Coordinate labeling data

>>>>>

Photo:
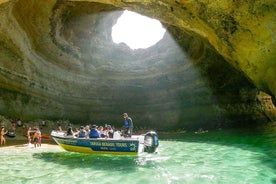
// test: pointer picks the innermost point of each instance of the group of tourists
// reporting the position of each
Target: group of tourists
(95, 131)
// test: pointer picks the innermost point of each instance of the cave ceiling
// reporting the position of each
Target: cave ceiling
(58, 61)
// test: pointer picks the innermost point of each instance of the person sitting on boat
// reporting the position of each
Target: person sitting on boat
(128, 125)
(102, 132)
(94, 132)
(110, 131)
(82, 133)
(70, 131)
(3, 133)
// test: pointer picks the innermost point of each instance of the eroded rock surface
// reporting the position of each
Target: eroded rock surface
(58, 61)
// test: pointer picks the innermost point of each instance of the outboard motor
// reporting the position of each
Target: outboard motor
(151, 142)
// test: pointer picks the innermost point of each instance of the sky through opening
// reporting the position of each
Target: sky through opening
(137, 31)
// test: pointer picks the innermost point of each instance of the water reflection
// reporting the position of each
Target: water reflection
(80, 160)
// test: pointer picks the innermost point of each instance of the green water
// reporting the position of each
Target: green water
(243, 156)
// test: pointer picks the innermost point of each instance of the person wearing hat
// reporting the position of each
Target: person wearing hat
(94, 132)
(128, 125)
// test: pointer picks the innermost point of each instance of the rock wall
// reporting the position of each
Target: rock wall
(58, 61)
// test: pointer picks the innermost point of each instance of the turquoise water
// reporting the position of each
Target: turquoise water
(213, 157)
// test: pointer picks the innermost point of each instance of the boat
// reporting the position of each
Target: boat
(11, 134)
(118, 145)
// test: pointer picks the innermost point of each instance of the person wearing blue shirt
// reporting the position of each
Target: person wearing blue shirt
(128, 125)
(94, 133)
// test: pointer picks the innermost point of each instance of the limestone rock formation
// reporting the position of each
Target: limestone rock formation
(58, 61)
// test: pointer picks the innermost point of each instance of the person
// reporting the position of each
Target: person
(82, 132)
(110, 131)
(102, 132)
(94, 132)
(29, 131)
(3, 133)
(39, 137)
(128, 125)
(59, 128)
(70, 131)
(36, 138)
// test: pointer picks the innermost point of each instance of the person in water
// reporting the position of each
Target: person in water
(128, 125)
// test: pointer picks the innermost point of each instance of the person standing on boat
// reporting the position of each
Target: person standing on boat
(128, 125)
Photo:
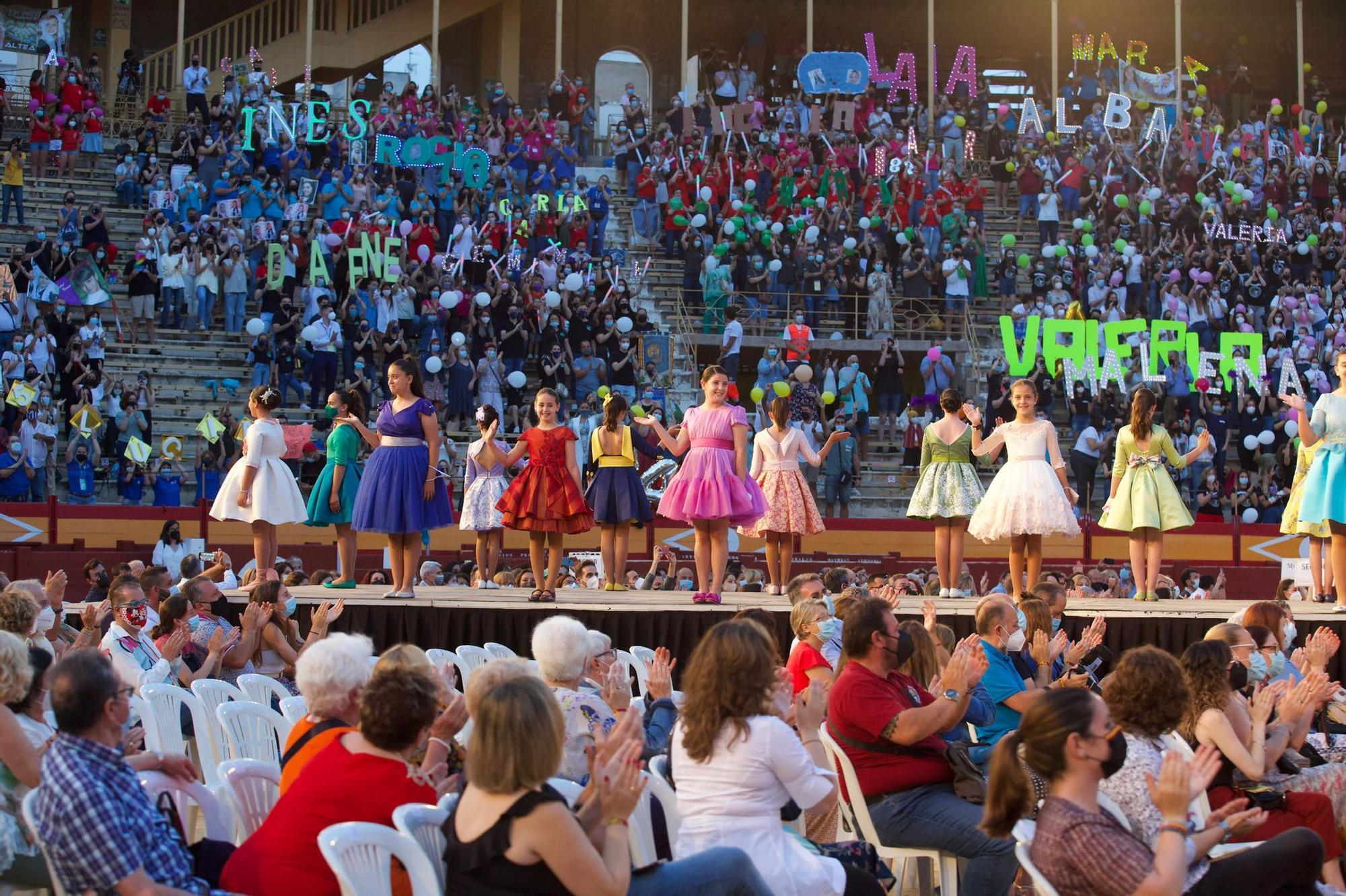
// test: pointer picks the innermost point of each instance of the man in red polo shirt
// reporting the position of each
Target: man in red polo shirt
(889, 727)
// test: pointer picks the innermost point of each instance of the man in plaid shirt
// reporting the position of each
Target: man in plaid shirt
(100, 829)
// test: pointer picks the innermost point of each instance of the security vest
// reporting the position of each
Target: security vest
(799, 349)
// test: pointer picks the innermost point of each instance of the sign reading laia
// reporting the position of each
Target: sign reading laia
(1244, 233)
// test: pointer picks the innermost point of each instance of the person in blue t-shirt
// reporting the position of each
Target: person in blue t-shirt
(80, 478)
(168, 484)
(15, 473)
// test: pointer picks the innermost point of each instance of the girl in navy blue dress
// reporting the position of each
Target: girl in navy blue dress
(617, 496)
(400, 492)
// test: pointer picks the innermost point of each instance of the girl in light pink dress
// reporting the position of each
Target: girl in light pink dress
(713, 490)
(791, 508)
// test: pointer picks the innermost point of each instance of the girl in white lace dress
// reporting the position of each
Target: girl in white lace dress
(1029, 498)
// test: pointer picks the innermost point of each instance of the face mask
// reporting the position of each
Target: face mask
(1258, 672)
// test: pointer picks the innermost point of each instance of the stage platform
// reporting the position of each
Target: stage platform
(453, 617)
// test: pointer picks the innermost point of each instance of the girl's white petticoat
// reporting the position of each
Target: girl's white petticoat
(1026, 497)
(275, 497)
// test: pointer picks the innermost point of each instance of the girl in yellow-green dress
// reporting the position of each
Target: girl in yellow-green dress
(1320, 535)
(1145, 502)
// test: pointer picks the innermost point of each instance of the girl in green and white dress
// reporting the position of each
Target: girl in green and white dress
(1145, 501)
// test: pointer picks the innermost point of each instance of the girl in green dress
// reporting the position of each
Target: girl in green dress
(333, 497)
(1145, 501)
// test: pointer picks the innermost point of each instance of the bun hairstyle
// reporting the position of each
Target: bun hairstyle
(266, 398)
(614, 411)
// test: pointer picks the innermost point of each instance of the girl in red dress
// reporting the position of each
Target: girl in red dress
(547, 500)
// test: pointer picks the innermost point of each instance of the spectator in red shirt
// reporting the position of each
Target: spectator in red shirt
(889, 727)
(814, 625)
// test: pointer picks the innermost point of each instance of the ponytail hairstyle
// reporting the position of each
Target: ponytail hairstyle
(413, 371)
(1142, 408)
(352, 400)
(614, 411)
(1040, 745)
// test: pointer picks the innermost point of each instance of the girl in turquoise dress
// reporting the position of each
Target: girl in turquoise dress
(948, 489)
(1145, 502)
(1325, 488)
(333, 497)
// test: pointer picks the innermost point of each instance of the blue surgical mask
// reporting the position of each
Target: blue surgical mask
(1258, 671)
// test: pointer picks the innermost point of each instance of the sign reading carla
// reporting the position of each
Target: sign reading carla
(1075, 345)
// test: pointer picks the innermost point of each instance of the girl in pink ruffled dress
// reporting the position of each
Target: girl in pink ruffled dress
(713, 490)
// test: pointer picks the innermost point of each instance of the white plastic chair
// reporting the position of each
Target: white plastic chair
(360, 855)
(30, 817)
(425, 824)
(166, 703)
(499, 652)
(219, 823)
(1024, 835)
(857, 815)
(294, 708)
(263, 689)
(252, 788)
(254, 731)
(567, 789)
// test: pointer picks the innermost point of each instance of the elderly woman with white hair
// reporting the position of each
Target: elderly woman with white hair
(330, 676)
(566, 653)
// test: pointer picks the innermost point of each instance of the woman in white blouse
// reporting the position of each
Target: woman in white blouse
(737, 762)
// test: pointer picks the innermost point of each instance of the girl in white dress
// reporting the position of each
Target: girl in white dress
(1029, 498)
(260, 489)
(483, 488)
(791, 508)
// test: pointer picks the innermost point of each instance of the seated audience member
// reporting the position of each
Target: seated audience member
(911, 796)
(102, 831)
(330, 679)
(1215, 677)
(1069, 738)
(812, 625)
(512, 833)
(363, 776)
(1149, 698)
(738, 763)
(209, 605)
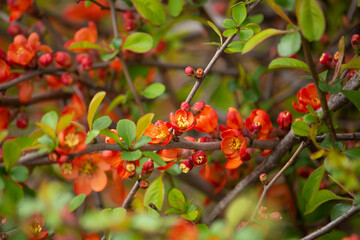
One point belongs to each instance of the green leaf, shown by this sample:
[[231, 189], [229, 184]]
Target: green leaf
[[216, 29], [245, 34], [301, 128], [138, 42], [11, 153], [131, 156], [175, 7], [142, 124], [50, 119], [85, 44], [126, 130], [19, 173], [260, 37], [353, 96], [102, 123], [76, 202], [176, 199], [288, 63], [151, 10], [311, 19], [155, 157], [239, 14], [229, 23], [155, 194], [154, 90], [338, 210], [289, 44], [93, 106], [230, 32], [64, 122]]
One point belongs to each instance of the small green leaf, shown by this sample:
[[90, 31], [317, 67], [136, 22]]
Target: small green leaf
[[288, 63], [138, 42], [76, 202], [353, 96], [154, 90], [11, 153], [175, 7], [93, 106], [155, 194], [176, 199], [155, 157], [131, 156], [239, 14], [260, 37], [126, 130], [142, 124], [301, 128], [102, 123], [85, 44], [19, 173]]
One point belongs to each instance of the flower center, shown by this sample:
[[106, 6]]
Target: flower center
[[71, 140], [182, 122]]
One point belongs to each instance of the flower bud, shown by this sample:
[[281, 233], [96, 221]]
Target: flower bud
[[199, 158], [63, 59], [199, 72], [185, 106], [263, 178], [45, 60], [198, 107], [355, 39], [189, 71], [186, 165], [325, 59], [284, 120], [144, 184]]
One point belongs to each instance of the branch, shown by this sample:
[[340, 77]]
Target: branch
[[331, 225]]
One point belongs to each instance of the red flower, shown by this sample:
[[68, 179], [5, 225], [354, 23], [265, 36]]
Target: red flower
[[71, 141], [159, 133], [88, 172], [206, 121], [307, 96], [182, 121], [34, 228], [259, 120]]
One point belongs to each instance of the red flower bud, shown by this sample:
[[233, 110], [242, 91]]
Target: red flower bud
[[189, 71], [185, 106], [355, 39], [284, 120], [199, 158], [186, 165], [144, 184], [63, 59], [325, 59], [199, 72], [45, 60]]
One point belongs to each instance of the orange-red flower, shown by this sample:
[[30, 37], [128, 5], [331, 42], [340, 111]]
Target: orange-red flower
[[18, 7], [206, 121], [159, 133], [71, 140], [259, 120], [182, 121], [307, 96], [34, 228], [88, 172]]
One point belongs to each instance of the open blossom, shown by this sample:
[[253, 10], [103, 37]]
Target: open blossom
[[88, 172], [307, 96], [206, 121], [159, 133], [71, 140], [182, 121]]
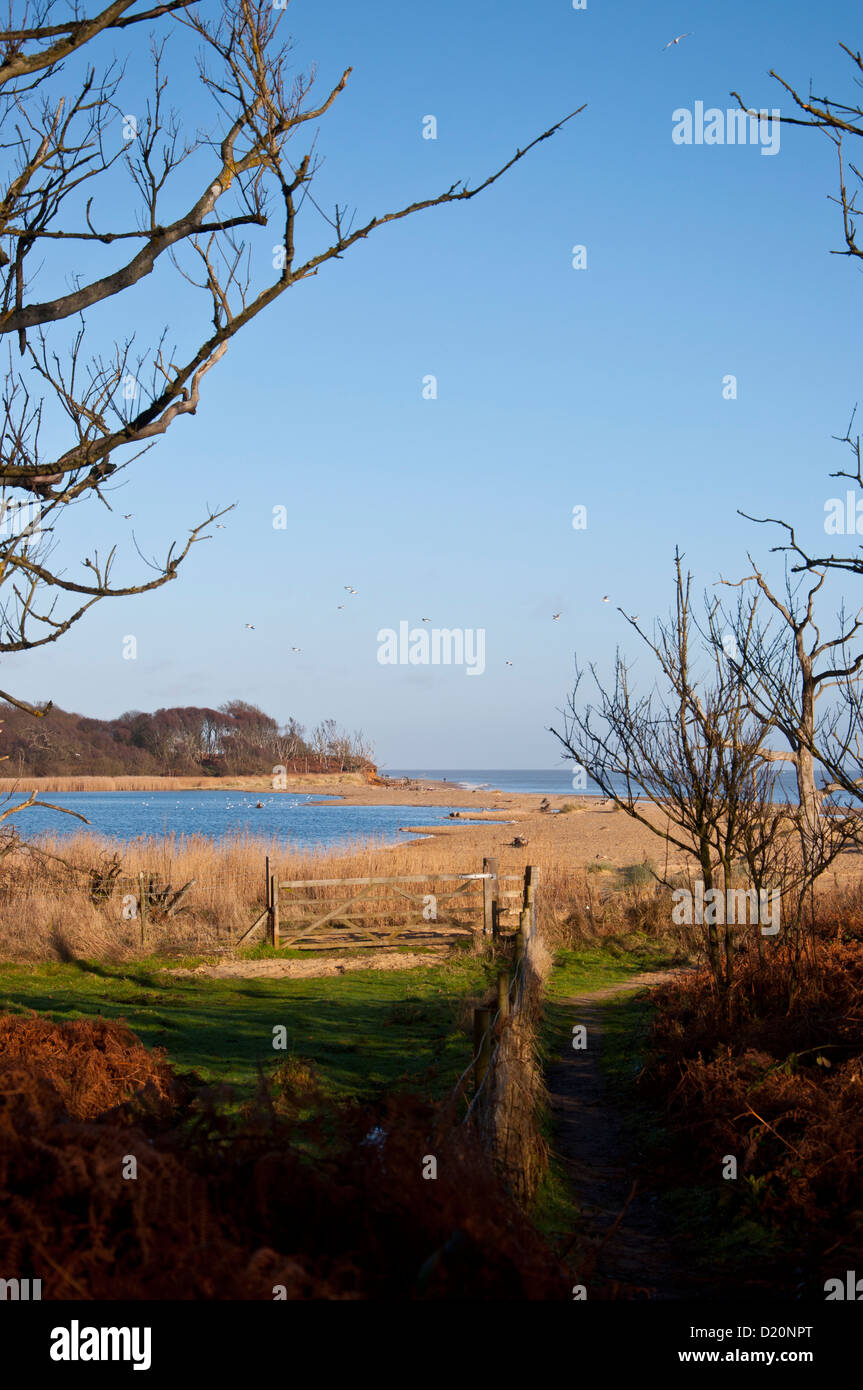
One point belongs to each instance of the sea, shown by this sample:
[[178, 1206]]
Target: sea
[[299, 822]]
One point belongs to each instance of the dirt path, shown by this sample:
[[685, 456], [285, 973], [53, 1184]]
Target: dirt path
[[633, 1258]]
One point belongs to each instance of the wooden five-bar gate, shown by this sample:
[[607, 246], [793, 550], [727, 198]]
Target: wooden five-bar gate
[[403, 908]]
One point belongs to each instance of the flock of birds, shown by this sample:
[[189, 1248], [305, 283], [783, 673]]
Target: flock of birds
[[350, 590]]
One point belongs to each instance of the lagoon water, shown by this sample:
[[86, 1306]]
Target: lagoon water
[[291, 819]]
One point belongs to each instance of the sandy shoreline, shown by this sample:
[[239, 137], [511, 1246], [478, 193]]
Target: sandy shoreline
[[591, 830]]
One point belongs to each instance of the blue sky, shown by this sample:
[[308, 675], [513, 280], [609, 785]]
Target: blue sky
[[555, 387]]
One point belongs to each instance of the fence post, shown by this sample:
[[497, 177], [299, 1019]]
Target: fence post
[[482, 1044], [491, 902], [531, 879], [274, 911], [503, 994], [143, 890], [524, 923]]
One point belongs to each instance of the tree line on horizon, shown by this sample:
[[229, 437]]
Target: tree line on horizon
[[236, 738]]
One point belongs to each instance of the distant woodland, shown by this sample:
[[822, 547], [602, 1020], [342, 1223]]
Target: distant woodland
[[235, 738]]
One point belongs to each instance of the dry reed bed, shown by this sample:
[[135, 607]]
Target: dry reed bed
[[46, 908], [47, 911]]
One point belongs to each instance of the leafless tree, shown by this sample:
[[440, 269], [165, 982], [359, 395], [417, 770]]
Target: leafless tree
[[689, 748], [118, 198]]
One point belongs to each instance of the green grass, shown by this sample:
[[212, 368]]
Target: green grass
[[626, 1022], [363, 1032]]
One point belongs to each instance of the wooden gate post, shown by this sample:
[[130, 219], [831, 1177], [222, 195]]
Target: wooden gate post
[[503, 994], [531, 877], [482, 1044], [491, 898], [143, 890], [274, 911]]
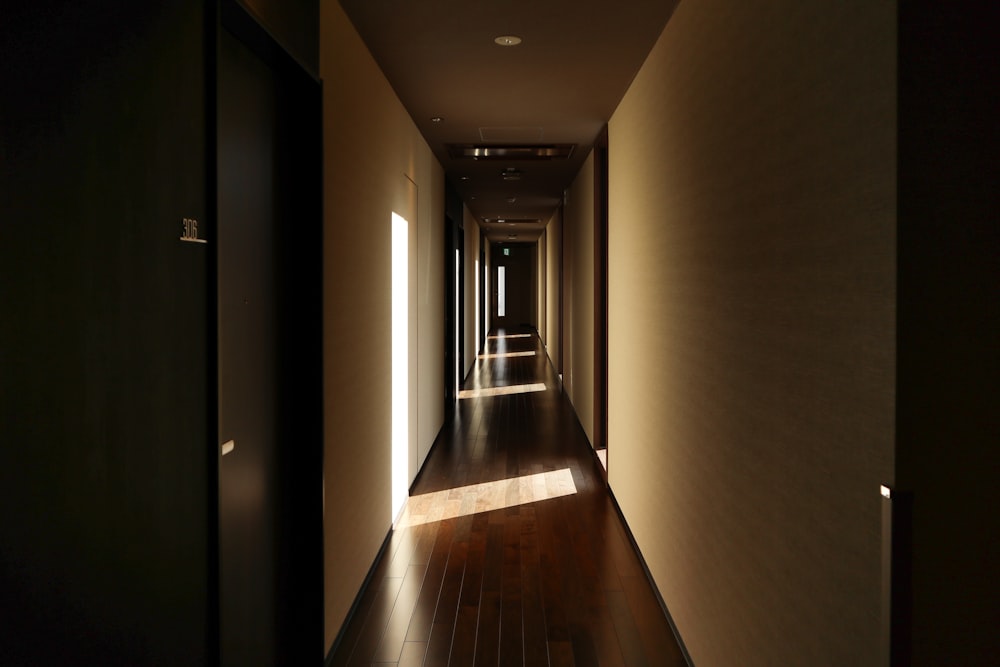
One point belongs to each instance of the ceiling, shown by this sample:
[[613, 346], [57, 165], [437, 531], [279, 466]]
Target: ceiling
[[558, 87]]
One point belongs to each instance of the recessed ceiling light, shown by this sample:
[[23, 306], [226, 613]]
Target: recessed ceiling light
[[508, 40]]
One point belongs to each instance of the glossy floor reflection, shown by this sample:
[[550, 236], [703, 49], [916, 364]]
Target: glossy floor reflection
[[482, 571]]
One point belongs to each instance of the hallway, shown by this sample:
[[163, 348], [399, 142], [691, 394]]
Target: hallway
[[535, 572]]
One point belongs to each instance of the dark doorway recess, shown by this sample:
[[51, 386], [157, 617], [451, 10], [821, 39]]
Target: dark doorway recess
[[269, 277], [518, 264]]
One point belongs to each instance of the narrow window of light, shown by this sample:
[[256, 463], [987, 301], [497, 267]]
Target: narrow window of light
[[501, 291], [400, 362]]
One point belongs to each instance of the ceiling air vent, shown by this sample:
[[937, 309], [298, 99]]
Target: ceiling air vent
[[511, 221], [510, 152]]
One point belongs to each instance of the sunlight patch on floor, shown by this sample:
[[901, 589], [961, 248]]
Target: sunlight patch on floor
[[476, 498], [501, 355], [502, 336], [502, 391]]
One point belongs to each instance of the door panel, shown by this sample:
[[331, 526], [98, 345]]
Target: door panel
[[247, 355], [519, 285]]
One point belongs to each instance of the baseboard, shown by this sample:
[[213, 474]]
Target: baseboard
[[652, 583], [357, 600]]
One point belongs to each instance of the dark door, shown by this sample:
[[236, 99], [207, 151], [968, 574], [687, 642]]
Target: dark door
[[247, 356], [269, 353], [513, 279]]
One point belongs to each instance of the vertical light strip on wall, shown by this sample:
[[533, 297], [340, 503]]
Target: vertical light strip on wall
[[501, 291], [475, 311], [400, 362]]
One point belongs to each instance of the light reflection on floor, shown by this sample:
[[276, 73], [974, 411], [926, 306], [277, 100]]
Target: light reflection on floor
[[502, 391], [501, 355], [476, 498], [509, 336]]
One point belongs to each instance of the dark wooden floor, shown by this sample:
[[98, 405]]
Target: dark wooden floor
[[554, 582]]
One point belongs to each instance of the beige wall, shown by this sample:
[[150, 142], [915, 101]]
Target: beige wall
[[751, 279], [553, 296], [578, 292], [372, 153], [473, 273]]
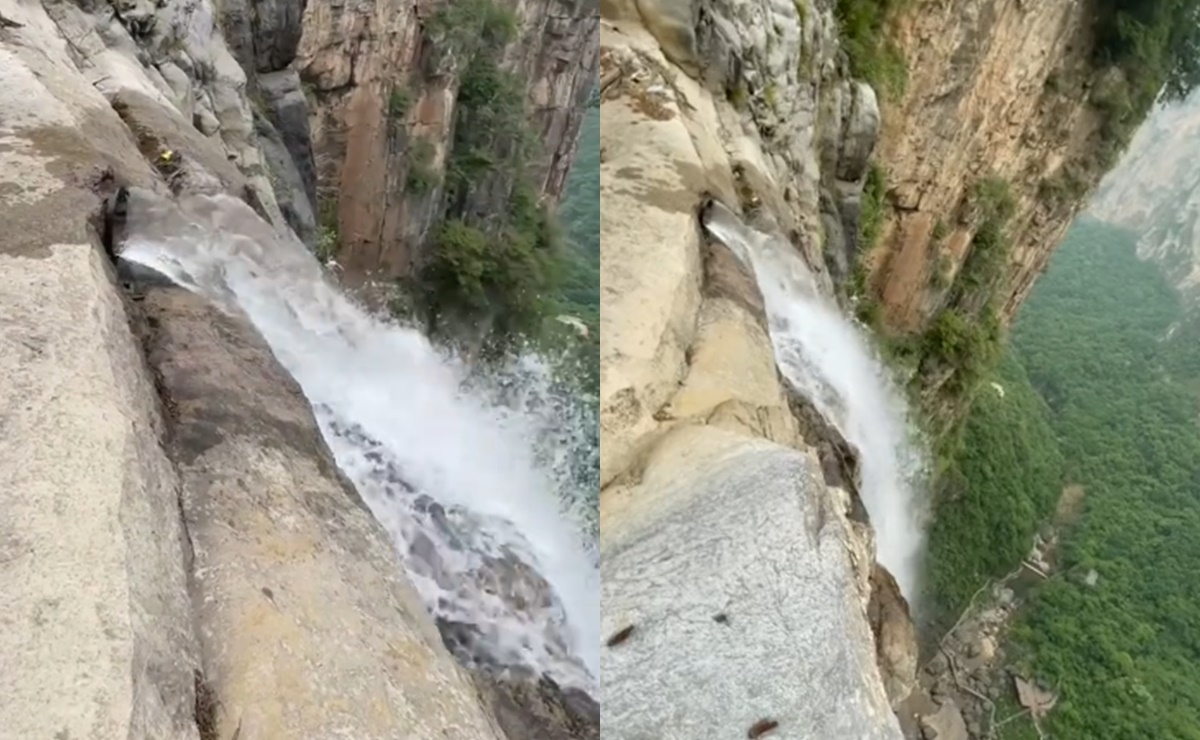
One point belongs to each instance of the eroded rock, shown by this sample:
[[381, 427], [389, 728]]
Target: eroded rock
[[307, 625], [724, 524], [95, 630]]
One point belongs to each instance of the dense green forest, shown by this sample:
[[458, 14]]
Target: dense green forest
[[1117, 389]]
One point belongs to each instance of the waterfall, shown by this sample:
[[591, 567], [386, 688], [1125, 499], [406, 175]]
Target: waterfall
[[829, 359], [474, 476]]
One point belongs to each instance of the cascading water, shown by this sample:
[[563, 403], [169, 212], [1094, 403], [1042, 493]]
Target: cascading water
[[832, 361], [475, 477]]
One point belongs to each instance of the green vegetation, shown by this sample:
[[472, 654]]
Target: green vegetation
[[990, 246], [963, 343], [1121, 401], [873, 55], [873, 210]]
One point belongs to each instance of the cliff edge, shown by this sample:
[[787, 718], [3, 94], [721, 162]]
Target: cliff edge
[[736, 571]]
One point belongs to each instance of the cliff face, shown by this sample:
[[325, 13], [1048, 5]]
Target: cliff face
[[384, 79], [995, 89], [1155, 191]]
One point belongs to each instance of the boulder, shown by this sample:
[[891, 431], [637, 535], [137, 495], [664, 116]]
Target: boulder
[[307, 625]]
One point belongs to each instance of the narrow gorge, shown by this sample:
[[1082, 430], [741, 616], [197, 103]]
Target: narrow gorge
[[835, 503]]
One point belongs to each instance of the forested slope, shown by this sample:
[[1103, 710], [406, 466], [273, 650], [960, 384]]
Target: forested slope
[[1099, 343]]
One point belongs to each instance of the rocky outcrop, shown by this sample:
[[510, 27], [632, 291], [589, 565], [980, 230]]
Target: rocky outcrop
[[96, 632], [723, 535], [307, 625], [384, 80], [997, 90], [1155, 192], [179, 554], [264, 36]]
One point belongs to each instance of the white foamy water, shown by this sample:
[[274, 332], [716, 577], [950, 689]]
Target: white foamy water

<<<<<

» **Short exercise**
Transcribe the lines of the material above verbatim, starting at the line containing "One point belongs to each instance of the green grass, shown" and ending at the line containing "[[626, 1022], [363, 1032]]", with both of those lines included.

» **Exercise answer**
One point belongs to each instance of the green grass, shown by this sample:
[[212, 368]]
Target: green grass
[[626, 1022], [363, 1032]]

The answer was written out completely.